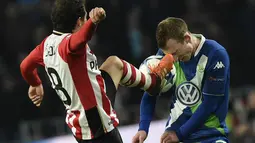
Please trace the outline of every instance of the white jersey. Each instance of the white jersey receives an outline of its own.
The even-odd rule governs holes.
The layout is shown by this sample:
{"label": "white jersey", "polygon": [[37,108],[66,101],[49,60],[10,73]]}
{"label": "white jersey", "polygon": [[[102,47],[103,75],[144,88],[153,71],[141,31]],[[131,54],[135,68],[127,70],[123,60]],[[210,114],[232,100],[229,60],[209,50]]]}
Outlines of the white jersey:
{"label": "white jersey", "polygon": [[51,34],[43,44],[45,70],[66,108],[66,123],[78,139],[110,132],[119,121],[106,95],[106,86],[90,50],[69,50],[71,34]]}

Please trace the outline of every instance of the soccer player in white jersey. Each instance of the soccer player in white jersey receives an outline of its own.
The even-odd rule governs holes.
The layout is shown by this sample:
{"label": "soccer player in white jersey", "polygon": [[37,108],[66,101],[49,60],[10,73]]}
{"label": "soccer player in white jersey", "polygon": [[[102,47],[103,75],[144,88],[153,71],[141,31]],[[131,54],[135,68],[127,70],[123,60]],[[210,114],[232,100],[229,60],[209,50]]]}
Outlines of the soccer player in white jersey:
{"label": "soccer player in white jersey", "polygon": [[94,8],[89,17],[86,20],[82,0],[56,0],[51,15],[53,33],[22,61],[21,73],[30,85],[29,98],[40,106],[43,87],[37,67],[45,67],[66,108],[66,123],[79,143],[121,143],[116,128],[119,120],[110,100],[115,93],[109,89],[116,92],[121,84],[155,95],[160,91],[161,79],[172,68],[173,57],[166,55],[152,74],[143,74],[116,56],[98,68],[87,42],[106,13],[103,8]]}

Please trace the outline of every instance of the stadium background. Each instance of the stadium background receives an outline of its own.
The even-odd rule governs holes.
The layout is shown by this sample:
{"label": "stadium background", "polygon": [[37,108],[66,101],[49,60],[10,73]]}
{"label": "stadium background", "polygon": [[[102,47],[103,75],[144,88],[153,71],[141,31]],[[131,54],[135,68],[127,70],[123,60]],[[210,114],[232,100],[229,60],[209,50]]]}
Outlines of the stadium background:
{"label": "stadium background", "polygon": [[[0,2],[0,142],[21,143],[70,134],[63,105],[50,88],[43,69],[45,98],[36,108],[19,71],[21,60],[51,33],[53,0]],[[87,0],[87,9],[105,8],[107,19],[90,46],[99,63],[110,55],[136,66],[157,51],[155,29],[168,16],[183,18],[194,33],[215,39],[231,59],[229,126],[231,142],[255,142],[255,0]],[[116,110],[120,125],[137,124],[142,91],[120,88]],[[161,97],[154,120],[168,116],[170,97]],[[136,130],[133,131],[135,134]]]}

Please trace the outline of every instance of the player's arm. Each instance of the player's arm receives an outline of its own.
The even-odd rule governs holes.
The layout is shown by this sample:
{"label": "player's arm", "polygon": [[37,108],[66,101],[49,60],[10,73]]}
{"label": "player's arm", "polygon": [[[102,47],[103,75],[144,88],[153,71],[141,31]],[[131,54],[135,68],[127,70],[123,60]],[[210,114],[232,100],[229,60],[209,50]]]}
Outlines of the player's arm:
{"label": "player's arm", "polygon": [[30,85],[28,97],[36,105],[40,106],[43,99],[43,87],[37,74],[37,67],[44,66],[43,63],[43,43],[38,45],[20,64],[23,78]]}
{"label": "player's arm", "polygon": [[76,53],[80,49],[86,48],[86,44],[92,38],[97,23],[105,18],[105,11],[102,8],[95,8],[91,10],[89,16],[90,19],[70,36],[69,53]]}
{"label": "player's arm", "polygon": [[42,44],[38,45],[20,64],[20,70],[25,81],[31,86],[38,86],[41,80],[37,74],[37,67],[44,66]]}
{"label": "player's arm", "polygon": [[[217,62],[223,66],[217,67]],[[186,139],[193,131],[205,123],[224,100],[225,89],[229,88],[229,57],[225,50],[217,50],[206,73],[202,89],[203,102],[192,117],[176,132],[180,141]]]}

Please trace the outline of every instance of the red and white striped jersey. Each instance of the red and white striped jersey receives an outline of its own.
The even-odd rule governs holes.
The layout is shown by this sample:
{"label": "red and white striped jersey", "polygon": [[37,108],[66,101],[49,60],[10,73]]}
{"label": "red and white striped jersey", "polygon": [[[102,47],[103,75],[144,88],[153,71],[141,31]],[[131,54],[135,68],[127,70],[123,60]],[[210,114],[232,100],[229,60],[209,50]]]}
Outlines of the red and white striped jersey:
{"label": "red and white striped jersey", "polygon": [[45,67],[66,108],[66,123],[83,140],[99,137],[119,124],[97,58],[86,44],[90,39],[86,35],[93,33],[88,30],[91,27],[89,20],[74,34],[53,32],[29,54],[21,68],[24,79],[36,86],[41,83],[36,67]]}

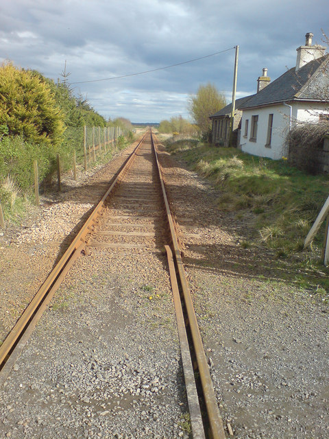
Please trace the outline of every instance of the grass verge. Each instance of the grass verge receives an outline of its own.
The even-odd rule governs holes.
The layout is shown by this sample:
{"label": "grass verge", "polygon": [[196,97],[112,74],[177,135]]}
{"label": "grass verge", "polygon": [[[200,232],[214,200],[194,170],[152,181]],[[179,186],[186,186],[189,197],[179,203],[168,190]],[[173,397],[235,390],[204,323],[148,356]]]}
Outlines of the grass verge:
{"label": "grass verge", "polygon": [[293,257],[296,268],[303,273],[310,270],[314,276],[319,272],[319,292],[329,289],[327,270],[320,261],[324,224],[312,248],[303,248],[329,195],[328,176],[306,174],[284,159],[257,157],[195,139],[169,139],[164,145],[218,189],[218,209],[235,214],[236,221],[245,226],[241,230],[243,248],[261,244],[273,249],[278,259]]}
------------------------
== やること ==
上のリストから、「Please trace the outline of every instance of the red」を含む行で始まり「Outlines of the red」を含む行で終わる部分を、両端の行も含めて一字一句変えずに引用せよ。

== この課題の答え ==
Please trace the outline of every instance of the red and white striped jersey. Each instance of the red and white striped jersey receives an outline of its own.
The even-odd rule governs holes.
The layout is shown by this sample:
{"label": "red and white striped jersey", "polygon": [[37,108],[66,101],[49,60],[10,73]]}
{"label": "red and white striped jersey", "polygon": [[[102,47],[103,75],[144,88],[153,71],[141,31]],[[131,54],[135,68],[127,70],[123,60]],[[210,114],[232,100],[229,60],[209,50]]]}
Outlines of the red and white striped jersey:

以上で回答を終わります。